All Commentary
Monday, August 1, 1966

A Reviewer’s Notebook – 1966/8


Adenauer’s Memoirs

Konrad Adenauer’s Memoirs 1945-53 (Regnery, $10) is a work that is best described by such ad­jectives as “dogged” and “slog­ging.” But if there is no genius in the telling of this story, there was genius in the way Adenauer, as the postwar leader of West Ger­many’s Christian Democratic Union, lived it. A seventy-year-old ex-Mayor of Cologne when the war was nearing its end, he was the figure on whom the history of West Germany — and therefore the entire West — was to pivot. His life since 1945, both as party lead­er and as his country’s Chancellor, may be taken as a virtually com­plete refutation of the materialist, or economic determinist, theory of history.

If it hadn’t been for his pres­ence on the scene, West Germany would surely have returned to the so-called comity of nations as a Marxist state, or group of states, complete with nationalized indus­tries, planning boards, directed labor, and all the rest of it. This is what Dr. Schumacher’s Social Democratic Party was proposing, and this is what the British, who were in charge of Adenauer’s state of North Rhine-Westphalia, were disposed to accept. After all, there was a labor government in London after Churchill’s dismissal in 1945, and “planning” was what Clement Attlee, Ernie Bevin, and Herbert Morrison, the British socialists, thought they understood.

Task to complete: Can you repeat, word for word, everything in the review of Adenauer's memoirs from "Konrad Adenauer’s Memoirs" down to "theory of history."?

[Excerpts from a detection dataset]

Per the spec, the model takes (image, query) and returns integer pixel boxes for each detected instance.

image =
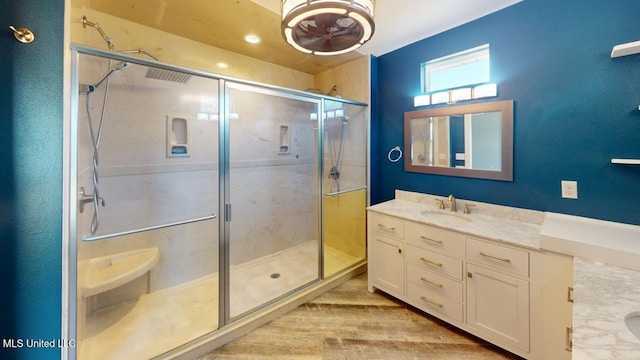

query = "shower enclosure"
[69,46,368,359]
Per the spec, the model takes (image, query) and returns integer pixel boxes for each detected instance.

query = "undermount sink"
[420,210,471,222]
[624,312,640,339]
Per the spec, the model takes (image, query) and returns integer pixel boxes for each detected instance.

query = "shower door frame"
[61,44,370,359]
[218,79,324,325]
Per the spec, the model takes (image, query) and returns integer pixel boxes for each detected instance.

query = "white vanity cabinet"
[466,238,530,352]
[542,252,573,360]
[405,221,464,322]
[368,211,541,359]
[367,213,405,298]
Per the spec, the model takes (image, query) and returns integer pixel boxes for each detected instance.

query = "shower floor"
[78,241,362,360]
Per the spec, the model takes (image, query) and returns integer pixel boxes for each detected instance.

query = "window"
[421,44,490,93]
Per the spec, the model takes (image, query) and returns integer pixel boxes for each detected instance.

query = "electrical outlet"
[560,180,578,199]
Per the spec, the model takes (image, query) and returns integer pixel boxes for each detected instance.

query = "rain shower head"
[145,67,191,84]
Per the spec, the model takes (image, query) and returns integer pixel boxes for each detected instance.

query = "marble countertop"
[572,257,640,360]
[367,191,544,250]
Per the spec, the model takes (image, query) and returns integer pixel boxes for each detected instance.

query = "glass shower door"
[322,99,367,277]
[227,84,320,318]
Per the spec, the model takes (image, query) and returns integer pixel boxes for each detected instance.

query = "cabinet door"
[542,252,573,360]
[467,263,529,352]
[369,232,404,297]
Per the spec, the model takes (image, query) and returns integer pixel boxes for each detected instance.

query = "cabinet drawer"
[407,264,462,303]
[467,238,529,277]
[407,284,462,323]
[406,245,462,280]
[405,221,464,258]
[369,212,404,238]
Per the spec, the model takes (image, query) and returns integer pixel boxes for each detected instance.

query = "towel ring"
[387,146,402,162]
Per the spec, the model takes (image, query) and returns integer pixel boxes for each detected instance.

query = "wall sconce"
[413,84,498,107]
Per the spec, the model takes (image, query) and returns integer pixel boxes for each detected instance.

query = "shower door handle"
[224,204,231,222]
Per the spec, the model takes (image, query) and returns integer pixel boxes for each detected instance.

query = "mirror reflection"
[405,101,513,180]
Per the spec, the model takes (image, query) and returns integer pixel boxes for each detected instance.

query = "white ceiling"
[251,0,522,56]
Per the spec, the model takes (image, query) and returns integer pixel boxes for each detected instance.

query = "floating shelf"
[611,41,640,59]
[611,159,640,165]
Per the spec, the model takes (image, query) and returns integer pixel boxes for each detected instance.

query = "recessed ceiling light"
[244,34,261,44]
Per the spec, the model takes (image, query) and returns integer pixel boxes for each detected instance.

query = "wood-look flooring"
[199,273,520,360]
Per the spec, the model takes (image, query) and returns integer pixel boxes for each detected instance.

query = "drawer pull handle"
[420,257,442,266]
[420,296,444,307]
[420,277,444,287]
[378,224,396,231]
[480,251,511,262]
[420,235,442,244]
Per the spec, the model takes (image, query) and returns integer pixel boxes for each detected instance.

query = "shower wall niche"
[70,47,367,360]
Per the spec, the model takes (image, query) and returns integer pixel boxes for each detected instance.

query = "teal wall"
[371,0,640,225]
[0,0,64,360]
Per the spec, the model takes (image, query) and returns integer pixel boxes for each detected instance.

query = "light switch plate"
[560,180,578,199]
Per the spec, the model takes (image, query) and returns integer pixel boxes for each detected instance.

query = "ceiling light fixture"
[244,34,262,44]
[281,0,375,55]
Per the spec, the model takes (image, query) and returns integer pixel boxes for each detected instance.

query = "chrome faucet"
[448,195,458,211]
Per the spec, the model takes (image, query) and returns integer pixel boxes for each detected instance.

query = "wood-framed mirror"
[404,100,513,181]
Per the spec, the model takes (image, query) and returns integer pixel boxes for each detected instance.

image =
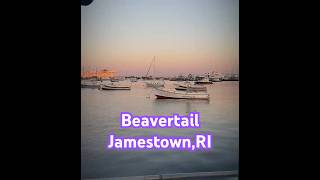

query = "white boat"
[81,80,100,88]
[145,56,164,88]
[175,82,207,91]
[100,83,131,90]
[130,78,138,82]
[209,72,223,82]
[145,81,164,87]
[194,78,212,84]
[155,88,209,100]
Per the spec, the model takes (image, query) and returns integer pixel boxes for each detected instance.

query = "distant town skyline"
[81,0,239,76]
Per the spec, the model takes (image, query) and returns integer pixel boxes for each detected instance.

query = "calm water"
[81,81,239,178]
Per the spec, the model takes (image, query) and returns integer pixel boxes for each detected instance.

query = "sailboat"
[100,83,131,90]
[145,56,164,87]
[195,77,212,84]
[175,82,207,92]
[155,88,209,100]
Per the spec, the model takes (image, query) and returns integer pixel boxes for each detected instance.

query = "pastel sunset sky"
[81,0,239,76]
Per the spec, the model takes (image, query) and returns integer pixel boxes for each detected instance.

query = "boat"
[155,88,209,100]
[194,77,212,84]
[209,72,223,82]
[175,83,207,91]
[145,81,164,87]
[100,83,131,90]
[144,56,164,88]
[130,78,138,82]
[81,80,100,89]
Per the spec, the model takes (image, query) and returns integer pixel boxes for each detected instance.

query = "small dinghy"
[175,83,207,91]
[100,83,131,90]
[155,88,209,100]
[195,78,212,84]
[81,80,100,89]
[146,81,164,87]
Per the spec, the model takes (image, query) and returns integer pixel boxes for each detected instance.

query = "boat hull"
[155,89,209,100]
[100,85,131,90]
[194,81,212,84]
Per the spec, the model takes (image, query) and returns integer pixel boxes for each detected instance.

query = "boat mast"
[153,56,156,79]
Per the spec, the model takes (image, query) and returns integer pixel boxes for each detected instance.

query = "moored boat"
[100,83,131,90]
[145,81,164,87]
[81,80,100,89]
[175,83,207,91]
[194,78,212,84]
[155,88,209,100]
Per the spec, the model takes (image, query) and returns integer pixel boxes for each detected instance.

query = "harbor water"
[81,80,239,179]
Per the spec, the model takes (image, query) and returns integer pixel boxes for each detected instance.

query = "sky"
[81,0,239,76]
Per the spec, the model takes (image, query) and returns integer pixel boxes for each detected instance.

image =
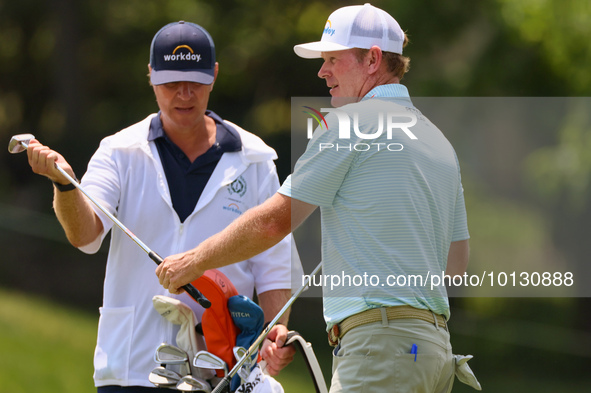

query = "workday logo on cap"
[164,45,201,62]
[322,19,335,36]
[150,21,215,85]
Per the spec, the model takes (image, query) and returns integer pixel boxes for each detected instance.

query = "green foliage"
[0,289,326,393]
[525,99,591,215]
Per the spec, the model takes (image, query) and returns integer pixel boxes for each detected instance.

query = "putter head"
[8,134,35,154]
[176,375,211,393]
[148,366,181,387]
[193,351,228,376]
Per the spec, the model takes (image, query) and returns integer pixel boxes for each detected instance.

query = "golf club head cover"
[228,295,265,391]
[192,269,239,378]
[235,366,284,393]
[152,295,205,359]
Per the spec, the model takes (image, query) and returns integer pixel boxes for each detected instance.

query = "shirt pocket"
[94,307,134,381]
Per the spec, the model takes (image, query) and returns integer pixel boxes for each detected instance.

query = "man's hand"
[261,325,296,376]
[156,250,204,295]
[27,139,74,184]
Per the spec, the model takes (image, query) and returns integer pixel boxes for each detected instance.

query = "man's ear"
[209,61,220,91]
[148,63,152,86]
[365,45,382,74]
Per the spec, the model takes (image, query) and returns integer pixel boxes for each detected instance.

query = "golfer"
[28,21,301,393]
[156,4,480,393]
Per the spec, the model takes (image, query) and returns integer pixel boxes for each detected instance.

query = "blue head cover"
[228,295,265,391]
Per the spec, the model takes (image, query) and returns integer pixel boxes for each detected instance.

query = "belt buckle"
[328,323,341,347]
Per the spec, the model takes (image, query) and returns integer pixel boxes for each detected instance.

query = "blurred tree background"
[0,0,591,392]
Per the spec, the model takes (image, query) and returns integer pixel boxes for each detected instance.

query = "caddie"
[28,21,301,393]
[156,4,479,393]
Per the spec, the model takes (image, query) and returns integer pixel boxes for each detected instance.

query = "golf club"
[176,375,211,393]
[148,366,181,387]
[193,351,228,377]
[212,262,322,393]
[154,344,191,375]
[8,134,211,308]
[233,347,255,383]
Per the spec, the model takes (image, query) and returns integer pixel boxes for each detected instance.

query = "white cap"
[293,3,404,59]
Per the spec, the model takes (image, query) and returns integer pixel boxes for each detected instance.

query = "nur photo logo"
[303,106,418,151]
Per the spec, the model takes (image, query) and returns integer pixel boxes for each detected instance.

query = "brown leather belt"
[328,306,446,347]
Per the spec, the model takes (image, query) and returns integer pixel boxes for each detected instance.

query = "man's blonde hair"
[355,34,410,79]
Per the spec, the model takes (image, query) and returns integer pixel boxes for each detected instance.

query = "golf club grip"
[211,375,232,393]
[148,251,211,308]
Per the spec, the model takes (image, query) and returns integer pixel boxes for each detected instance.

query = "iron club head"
[8,134,35,154]
[154,343,189,364]
[193,351,228,376]
[148,366,182,387]
[176,375,211,393]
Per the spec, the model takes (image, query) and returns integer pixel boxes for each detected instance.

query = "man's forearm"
[53,187,103,247]
[258,289,291,326]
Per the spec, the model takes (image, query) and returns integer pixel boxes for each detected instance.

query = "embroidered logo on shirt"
[228,176,247,197]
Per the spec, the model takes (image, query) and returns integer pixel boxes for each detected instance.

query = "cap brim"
[293,41,351,59]
[150,70,214,85]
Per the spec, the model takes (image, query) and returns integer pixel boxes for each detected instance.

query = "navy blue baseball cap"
[150,21,215,85]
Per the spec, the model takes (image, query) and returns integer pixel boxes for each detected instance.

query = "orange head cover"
[192,269,240,377]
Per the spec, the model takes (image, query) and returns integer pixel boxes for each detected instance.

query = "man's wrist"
[51,175,79,192]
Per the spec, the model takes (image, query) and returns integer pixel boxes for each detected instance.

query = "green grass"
[0,290,98,393]
[0,289,324,393]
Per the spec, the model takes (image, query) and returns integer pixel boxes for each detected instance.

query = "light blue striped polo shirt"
[279,84,469,329]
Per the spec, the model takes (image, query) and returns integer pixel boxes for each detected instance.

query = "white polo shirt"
[81,115,301,387]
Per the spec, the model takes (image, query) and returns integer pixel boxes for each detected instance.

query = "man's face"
[153,63,217,132]
[154,82,213,132]
[318,49,370,107]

Written solution:
Konrad Adenauer’s Memoirs 1945-53 (Regnery, $10) is a work that is best described by such ad­jectives as “dogged” and “slog­ging.” But if there is no genius in the telling of this story, there was genius in the way Adenauer, as the postwar leader of West Ger­many’s Christian Democratic Union, lived it. A seventy-year-old ex-Mayor of Cologne when the war was nearing its end, he was the figure on whom the history of West Germany — and therefore the entire West — was to pivot. His life since 1945, both as party lead­er and as his country’s Chancellor, may be taken as a virtually com­plete refutation of the materialist, or economic determinist, theory of history.